_EXERCISE DIRECTIONS_
Pick out each line of the entries below that contains the word "wheel", and copy those lines.

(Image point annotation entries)
★ ★ ★ ★ ★ ★ ★
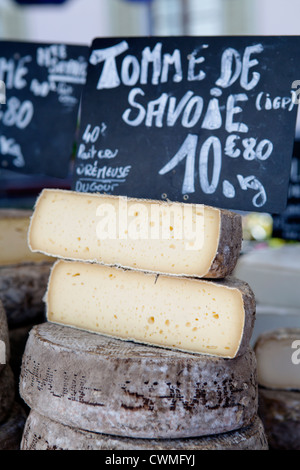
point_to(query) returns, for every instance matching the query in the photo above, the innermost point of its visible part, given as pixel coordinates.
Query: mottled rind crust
(280, 414)
(249, 308)
(4, 335)
(7, 392)
(229, 248)
(22, 288)
(15, 213)
(117, 387)
(11, 430)
(41, 433)
(277, 335)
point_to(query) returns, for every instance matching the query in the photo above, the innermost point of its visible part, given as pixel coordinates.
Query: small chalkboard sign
(41, 91)
(287, 224)
(195, 119)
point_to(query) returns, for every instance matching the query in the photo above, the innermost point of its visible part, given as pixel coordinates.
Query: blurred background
(80, 21)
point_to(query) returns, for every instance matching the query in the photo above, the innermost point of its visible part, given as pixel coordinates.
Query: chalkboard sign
(197, 119)
(43, 85)
(287, 224)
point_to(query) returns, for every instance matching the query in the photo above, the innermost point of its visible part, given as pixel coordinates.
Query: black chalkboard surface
(197, 119)
(43, 85)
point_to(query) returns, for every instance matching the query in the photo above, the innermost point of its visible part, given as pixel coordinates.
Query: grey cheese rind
(11, 430)
(41, 433)
(4, 337)
(7, 392)
(117, 387)
(229, 248)
(22, 289)
(249, 309)
(279, 411)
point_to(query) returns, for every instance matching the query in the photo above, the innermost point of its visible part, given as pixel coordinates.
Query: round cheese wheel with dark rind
(22, 289)
(41, 433)
(280, 413)
(117, 387)
(11, 429)
(4, 338)
(7, 392)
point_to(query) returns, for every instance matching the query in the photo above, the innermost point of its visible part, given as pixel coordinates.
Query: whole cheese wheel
(280, 414)
(7, 392)
(41, 433)
(11, 429)
(117, 387)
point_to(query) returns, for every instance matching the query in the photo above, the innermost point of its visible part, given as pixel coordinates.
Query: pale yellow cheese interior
(278, 363)
(187, 314)
(13, 239)
(81, 226)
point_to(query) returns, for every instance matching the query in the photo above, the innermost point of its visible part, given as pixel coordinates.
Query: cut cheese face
(156, 236)
(14, 249)
(278, 359)
(186, 314)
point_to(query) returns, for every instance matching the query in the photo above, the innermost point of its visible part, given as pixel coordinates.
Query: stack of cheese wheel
(146, 343)
(23, 274)
(12, 415)
(278, 368)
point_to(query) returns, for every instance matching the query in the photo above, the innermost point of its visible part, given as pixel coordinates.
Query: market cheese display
(157, 236)
(146, 341)
(117, 387)
(188, 314)
(11, 430)
(278, 362)
(12, 415)
(42, 433)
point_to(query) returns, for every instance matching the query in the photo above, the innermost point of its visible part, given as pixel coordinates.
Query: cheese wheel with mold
(202, 316)
(279, 411)
(7, 392)
(116, 387)
(4, 338)
(11, 429)
(149, 235)
(41, 433)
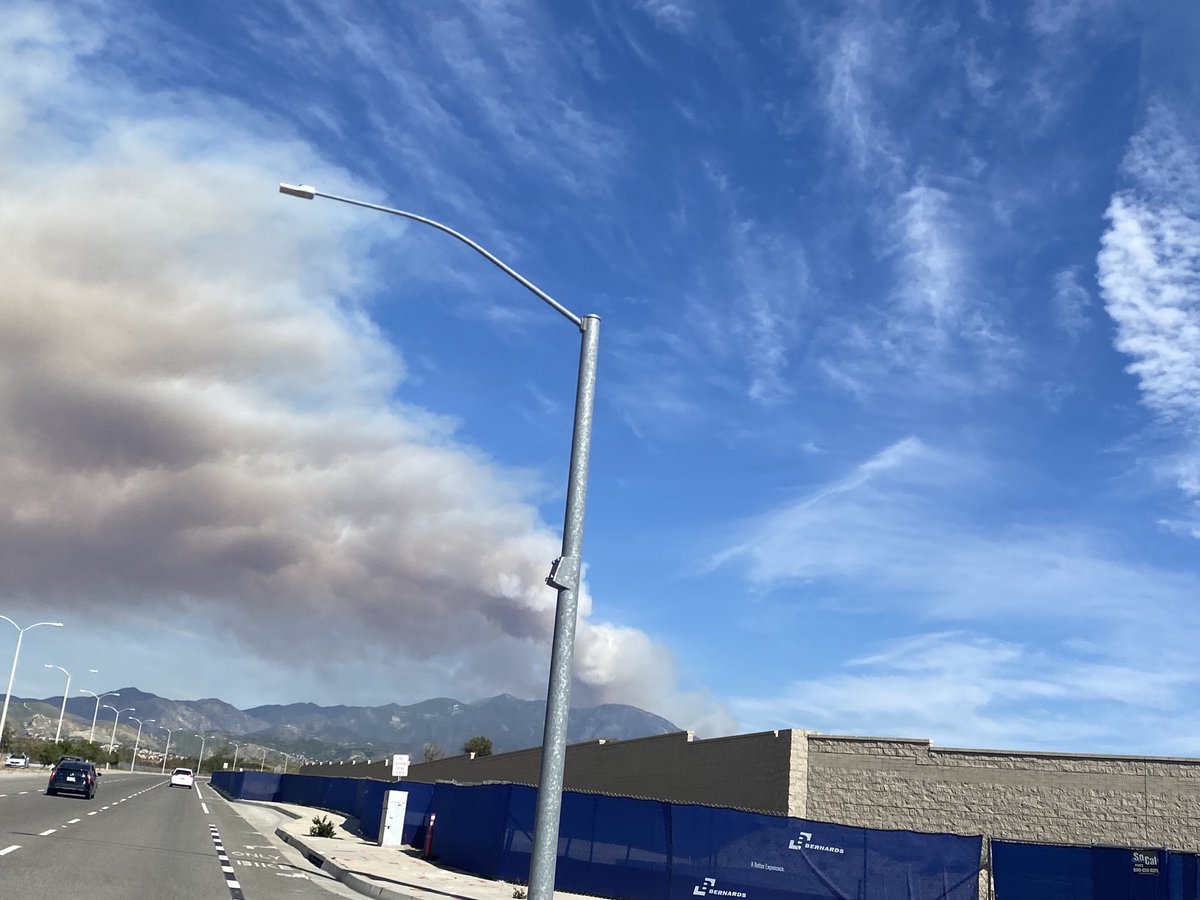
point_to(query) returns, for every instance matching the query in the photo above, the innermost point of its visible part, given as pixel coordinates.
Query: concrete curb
(351, 880)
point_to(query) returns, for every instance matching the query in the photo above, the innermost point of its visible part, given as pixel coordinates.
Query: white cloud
(1071, 303)
(961, 689)
(1150, 276)
(1090, 640)
(199, 411)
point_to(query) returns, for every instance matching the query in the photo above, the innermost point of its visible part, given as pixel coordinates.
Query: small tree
(478, 745)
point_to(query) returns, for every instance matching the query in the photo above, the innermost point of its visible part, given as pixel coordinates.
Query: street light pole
(167, 751)
(112, 741)
(16, 655)
(565, 571)
(138, 742)
(91, 735)
(199, 760)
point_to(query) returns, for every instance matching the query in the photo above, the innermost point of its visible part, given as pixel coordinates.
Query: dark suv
(73, 777)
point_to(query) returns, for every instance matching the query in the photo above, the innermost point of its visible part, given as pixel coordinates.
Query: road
(141, 839)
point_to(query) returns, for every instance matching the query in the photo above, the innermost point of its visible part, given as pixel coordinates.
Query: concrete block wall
(1071, 798)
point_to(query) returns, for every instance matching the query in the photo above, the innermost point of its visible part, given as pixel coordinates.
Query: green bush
(321, 827)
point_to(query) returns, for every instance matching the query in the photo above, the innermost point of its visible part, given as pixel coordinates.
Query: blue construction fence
(1043, 871)
(646, 850)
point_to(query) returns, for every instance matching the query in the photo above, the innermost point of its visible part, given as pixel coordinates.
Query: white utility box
(391, 825)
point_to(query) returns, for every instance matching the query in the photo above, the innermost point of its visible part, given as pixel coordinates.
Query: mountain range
(333, 732)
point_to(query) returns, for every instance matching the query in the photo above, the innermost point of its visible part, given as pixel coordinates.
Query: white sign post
(391, 825)
(399, 765)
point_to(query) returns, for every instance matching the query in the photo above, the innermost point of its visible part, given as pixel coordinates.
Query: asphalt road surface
(142, 839)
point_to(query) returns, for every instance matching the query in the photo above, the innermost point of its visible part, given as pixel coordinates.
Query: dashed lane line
(226, 867)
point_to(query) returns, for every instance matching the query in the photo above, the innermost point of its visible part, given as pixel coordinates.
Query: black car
(73, 777)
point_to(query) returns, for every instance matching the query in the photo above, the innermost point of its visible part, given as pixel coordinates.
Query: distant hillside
(345, 731)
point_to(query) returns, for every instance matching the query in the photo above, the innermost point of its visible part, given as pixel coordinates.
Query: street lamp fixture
(166, 753)
(564, 573)
(112, 741)
(66, 693)
(91, 735)
(138, 742)
(199, 760)
(16, 655)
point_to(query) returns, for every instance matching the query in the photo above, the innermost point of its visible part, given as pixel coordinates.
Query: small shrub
(321, 827)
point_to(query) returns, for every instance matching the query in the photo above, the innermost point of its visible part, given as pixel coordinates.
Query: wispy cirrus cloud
(1150, 276)
(965, 689)
(900, 535)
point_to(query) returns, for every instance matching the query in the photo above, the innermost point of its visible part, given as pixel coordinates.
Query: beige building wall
(880, 783)
(1072, 798)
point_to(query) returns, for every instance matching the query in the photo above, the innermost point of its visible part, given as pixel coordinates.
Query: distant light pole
(16, 655)
(91, 735)
(199, 760)
(167, 751)
(66, 693)
(564, 574)
(138, 742)
(112, 741)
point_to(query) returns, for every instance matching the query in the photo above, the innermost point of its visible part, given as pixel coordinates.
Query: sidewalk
(385, 873)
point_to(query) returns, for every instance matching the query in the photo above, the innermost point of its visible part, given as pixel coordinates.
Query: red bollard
(429, 835)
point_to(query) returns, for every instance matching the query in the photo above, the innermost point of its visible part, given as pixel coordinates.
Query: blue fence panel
(420, 802)
(1042, 871)
(341, 793)
(257, 785)
(471, 826)
(613, 846)
(721, 850)
(1185, 877)
(773, 857)
(910, 864)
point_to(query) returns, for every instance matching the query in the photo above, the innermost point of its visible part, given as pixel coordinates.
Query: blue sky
(897, 420)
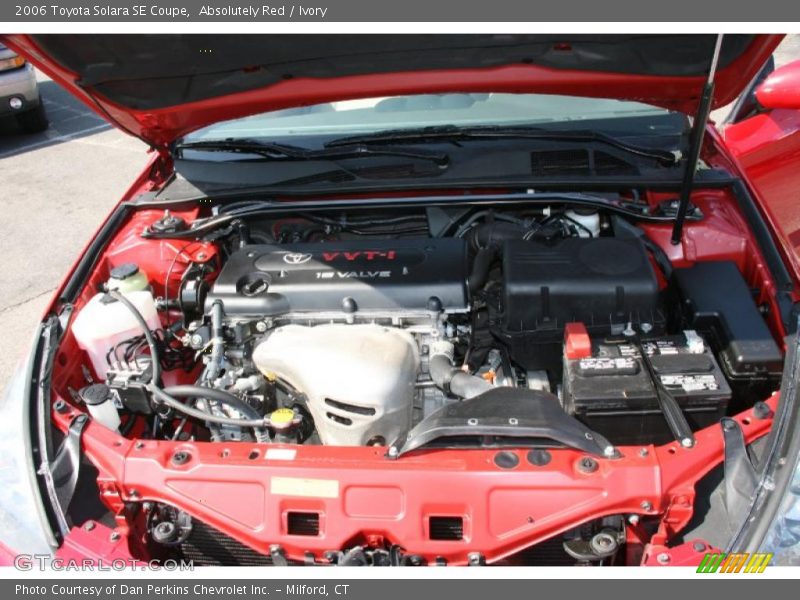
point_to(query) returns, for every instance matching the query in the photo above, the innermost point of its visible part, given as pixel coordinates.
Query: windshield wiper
(287, 152)
(455, 134)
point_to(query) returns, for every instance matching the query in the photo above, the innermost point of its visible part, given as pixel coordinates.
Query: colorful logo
(739, 562)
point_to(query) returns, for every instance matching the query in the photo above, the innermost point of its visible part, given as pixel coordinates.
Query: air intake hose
(449, 378)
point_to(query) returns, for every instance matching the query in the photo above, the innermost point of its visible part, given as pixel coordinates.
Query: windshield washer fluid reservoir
(105, 322)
★ ★ ★ ★ ★ ★ ★
_RIGHT ANSWER_
Query: round cheese wheel with dark rind
Query: whole cheese wheel
Query: stack of cheese wheel
Query: cheese wheel with mold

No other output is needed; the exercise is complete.